◆ **EXCERPT PROVIDED**:
I went into Perks expecting a certain thing that is hard to define. I knew from the promotional material and pre-release buzz that it wouldn’t be a typical “why doesn’t my 17-year-old boyfriend love me?” sobfest. I think I expected something along the lines of Juno, a smart-tongued nostalgia yarn with a killer soundtrack. Perks delivered that, but also something completely its own.

Perks tells the story of Charlie, an introverted freshman with an alluded-to history of mental illness who stumbles his way into friendship with a group of “Misfit” seniors, particularly a brotherly bond with Patrick (played with a masterful stroke by “We Need to Talk About Kevin”s Ezra Miller) and head-over-heels infatuation with Sam (Harry Potter’s Emma Watson, can you blame him?).

The movie is a bundle of fine performances, with each actor inhabiting a true human being with sincerity and personal demons. Patrick is a too-clever-for-his-own-good student who also struggles with the emotional distance of a closeted relationship with the popular high school quarterback. Sam is in recovery from a wild past, where in her younger years upperclassman would get her drunk at parties to take advantage of her “reputation” and all stemming from a much-too-young inappropriate encounter with her father’s boss.

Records
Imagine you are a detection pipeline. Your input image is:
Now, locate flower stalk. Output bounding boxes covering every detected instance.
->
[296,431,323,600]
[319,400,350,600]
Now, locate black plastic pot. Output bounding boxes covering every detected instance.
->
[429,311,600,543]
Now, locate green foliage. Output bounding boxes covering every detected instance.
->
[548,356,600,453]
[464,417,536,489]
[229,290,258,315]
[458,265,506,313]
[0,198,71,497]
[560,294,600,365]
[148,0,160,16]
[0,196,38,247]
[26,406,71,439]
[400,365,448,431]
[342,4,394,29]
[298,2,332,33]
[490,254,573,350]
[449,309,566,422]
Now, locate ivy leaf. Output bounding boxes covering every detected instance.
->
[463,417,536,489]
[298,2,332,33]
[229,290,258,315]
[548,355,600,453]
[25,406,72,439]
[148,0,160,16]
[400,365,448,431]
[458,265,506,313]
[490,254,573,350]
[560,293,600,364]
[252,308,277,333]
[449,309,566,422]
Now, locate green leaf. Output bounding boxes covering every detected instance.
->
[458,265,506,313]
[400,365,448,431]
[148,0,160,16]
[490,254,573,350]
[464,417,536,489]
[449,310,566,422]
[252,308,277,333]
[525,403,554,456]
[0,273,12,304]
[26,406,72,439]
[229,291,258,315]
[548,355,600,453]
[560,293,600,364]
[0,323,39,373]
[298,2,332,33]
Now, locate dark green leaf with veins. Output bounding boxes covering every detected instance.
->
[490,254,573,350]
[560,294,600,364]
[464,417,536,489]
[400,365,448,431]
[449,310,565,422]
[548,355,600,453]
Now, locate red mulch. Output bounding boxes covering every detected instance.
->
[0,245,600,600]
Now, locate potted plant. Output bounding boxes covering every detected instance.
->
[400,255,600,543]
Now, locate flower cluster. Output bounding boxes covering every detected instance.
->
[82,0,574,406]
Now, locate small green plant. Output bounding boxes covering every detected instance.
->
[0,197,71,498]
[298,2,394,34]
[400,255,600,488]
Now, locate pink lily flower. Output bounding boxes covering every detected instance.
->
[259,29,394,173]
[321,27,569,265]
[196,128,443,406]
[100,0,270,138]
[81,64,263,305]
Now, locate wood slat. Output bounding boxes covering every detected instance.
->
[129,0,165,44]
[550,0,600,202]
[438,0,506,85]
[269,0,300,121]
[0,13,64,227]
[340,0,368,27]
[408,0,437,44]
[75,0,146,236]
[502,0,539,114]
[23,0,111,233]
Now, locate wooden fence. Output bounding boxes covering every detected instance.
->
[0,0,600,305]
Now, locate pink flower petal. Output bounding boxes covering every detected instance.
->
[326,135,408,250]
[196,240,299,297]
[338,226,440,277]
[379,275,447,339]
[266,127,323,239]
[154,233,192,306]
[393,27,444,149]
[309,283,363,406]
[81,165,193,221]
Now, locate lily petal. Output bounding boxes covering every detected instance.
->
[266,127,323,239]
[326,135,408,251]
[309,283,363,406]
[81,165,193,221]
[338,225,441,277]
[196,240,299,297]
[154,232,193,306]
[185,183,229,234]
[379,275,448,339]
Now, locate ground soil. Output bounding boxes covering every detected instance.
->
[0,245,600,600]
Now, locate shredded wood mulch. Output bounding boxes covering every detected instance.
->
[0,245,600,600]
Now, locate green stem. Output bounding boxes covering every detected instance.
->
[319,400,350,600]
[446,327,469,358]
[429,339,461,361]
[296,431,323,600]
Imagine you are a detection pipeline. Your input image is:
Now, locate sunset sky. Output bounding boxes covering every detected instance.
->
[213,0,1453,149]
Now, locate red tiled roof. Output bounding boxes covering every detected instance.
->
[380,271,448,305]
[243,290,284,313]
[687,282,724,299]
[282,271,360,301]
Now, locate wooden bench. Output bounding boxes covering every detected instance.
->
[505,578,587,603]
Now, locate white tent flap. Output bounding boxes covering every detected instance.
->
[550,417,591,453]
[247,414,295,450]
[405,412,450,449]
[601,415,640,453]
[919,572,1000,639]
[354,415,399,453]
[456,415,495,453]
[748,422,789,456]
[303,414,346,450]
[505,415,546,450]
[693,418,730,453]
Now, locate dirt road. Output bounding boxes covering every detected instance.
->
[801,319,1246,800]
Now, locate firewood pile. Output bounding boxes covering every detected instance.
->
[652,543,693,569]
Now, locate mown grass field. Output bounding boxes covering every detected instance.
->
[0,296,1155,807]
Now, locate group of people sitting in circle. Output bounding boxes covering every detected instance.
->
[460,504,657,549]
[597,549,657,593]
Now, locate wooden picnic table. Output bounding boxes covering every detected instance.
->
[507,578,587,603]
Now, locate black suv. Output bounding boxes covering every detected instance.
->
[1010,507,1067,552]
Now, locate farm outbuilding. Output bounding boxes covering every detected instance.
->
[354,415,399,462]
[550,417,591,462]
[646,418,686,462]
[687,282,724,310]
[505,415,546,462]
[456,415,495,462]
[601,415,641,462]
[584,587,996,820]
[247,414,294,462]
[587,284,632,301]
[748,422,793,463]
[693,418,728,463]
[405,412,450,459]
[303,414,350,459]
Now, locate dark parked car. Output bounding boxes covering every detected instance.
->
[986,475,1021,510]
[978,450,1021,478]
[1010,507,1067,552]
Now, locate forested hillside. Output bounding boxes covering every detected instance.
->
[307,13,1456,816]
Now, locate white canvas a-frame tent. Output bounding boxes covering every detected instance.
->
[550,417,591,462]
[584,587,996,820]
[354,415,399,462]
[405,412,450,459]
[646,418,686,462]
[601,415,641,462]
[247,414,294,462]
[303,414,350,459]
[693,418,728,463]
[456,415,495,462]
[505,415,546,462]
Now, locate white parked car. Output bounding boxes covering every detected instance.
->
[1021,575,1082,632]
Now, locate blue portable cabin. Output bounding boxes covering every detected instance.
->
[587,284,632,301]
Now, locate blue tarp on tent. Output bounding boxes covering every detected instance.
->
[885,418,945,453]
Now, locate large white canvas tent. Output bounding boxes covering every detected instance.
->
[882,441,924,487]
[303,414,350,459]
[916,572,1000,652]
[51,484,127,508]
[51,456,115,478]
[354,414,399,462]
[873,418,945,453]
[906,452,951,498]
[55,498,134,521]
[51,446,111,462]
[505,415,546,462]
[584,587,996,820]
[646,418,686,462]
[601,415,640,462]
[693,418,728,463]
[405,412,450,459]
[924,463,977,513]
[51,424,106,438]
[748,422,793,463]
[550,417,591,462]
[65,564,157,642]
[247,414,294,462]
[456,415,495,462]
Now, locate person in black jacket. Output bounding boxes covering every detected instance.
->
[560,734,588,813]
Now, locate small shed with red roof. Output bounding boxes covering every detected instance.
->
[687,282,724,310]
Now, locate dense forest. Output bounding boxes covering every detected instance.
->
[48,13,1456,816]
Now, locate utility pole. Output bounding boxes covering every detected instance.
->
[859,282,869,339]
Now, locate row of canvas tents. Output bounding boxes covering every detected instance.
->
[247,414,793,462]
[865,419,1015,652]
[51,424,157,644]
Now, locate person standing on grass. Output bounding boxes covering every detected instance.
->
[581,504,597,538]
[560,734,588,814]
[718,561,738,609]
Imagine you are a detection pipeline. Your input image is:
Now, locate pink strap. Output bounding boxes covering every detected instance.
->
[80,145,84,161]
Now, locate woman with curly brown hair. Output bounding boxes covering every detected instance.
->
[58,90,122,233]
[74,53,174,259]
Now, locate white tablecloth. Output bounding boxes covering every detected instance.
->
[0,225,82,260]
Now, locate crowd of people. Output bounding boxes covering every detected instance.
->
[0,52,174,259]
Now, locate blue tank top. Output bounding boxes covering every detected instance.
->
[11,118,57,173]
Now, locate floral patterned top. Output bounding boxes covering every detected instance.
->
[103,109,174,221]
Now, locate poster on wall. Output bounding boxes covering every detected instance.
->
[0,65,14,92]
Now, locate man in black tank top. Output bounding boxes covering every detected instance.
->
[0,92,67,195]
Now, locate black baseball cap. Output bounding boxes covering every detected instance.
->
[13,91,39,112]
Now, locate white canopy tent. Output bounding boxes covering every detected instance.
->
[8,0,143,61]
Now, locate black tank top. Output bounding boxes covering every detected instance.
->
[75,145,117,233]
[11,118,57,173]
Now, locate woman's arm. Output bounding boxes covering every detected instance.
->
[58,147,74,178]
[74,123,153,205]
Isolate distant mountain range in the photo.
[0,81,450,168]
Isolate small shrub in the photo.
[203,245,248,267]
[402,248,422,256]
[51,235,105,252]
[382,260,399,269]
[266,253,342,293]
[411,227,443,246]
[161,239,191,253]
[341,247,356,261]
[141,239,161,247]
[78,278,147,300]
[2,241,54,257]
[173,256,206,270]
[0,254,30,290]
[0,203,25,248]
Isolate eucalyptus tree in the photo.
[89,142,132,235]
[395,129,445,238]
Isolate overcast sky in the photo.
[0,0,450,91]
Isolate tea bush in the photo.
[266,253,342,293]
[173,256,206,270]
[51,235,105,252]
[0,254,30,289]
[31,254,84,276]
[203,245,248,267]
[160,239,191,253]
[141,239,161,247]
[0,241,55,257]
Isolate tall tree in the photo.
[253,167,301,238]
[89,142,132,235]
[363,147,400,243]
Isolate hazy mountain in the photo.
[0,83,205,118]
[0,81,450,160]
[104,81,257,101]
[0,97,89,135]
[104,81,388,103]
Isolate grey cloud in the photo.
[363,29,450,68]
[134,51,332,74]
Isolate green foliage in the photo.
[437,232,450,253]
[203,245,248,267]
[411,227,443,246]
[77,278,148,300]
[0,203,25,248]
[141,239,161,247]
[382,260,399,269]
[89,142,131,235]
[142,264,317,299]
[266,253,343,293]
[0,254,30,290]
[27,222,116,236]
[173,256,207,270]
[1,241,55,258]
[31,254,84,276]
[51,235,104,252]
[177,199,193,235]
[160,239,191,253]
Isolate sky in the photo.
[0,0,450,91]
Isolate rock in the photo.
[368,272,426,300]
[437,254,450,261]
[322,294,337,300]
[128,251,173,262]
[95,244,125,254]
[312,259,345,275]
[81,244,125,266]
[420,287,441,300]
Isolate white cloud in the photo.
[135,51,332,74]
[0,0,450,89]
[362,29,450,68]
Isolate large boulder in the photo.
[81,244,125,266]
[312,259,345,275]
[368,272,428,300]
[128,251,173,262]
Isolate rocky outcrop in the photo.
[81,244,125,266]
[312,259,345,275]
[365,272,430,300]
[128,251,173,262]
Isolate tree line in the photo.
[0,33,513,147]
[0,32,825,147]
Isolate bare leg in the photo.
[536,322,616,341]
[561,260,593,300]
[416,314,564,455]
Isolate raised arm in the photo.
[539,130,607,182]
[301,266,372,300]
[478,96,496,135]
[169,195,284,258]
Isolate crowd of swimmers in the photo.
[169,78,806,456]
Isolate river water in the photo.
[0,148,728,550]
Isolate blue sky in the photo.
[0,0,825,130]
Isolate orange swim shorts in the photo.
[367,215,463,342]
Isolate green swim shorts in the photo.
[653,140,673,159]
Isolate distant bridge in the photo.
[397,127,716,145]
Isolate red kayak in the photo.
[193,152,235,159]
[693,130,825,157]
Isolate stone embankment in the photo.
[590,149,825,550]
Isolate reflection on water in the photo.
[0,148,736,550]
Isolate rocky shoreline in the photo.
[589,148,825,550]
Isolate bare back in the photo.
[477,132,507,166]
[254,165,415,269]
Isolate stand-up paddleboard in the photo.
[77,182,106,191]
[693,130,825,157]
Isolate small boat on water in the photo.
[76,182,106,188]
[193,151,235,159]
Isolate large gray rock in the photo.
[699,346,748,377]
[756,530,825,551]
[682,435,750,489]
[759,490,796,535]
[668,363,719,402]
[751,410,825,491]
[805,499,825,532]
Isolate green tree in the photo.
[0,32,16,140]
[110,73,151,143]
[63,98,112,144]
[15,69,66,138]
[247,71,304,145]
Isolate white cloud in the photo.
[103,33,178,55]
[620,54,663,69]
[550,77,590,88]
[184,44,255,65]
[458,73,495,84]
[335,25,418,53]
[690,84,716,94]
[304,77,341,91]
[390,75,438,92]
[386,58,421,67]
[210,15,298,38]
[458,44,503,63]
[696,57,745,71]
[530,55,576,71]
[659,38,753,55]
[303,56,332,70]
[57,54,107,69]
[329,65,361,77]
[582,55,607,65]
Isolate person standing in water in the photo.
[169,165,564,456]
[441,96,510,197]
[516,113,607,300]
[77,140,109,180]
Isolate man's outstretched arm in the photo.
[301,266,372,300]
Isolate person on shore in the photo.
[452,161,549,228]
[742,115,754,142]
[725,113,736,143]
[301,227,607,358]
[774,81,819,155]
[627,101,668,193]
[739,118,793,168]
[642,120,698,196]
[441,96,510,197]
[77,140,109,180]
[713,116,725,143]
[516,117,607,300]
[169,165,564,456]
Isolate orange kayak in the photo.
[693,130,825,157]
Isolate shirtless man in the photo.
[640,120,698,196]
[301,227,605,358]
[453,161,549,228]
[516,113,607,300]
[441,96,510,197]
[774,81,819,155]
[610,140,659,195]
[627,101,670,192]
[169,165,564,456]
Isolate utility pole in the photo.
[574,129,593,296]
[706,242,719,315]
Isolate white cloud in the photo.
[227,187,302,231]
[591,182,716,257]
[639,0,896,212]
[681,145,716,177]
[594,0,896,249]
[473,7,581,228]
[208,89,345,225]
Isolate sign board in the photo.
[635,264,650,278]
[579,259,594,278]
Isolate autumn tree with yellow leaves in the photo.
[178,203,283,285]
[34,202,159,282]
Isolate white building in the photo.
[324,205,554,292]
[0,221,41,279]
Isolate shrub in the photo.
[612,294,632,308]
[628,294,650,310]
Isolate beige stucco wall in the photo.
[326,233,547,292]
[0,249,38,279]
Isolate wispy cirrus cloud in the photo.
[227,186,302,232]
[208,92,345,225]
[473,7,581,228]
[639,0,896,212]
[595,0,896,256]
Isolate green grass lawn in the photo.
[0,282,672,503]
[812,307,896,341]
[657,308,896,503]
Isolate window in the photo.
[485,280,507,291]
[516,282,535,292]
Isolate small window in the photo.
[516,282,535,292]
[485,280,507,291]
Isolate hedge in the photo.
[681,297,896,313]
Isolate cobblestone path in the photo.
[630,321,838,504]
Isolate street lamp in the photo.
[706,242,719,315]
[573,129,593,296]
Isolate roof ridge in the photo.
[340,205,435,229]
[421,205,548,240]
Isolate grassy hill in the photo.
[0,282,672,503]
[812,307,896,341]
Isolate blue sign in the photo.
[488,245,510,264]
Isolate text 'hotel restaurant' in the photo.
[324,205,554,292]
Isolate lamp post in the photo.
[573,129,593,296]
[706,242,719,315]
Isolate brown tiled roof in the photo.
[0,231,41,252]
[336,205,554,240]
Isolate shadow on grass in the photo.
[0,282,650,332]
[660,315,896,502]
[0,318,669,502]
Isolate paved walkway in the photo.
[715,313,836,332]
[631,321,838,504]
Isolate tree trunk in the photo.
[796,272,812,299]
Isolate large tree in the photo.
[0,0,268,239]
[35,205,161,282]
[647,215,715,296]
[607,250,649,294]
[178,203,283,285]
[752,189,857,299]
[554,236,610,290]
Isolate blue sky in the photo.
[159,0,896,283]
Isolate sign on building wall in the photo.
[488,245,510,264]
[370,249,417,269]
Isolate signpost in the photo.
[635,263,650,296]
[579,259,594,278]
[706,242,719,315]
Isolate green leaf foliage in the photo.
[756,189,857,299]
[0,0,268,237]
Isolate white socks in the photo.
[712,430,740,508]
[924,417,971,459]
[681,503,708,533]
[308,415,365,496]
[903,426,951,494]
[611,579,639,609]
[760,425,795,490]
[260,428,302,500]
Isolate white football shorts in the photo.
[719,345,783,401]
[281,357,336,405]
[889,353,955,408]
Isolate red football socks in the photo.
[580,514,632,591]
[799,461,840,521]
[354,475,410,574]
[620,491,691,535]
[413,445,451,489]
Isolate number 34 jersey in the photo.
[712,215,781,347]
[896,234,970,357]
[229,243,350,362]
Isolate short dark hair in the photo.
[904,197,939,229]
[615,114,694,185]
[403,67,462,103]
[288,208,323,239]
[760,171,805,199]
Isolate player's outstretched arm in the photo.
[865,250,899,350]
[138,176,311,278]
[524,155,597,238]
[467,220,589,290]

◆ **TASKS TO COMPLETE**:
1 - Write out the passage of the movie review verbatim, starting at "Perks tells the" and ending at "you blame him?).".
2 - Repeat verbatim the lines of the records starting at the line that contains "Isolate rocky outcrop in the photo." and ending at the line that contains "[0,148,728,550]", including both of those lines.

◆ **ANSWERS PER TASK**:
1 -
Perks tells the story of Charlie, an introverted freshman with an alluded-to history of mental illness who stumbles his way into friendship with a group of “Misfit” seniors, particularly a brotherly bond with Patrick (played with a masterful stroke by “We Need to Talk About Kevin”s Ezra Miller) and head-over-heels infatuation with Sam (Harry Potter’s Emma Watson, can you blame him?).

2 -
Isolate rocky outcrop in the photo.
[81,244,125,266]
[312,259,345,275]
[365,272,430,300]
[128,251,173,262]
Isolate tree line in the photo.
[0,33,513,147]
[0,32,825,147]
Isolate bare leg in the photo.
[536,322,616,341]
[561,260,593,300]
[416,314,564,455]
Isolate raised arm in the photo.
[539,130,607,182]
[301,266,372,300]
[478,96,496,135]
[169,195,284,258]
Isolate crowd of swimmers in the photo.
[169,78,806,456]
Isolate river water in the photo.
[0,148,728,550]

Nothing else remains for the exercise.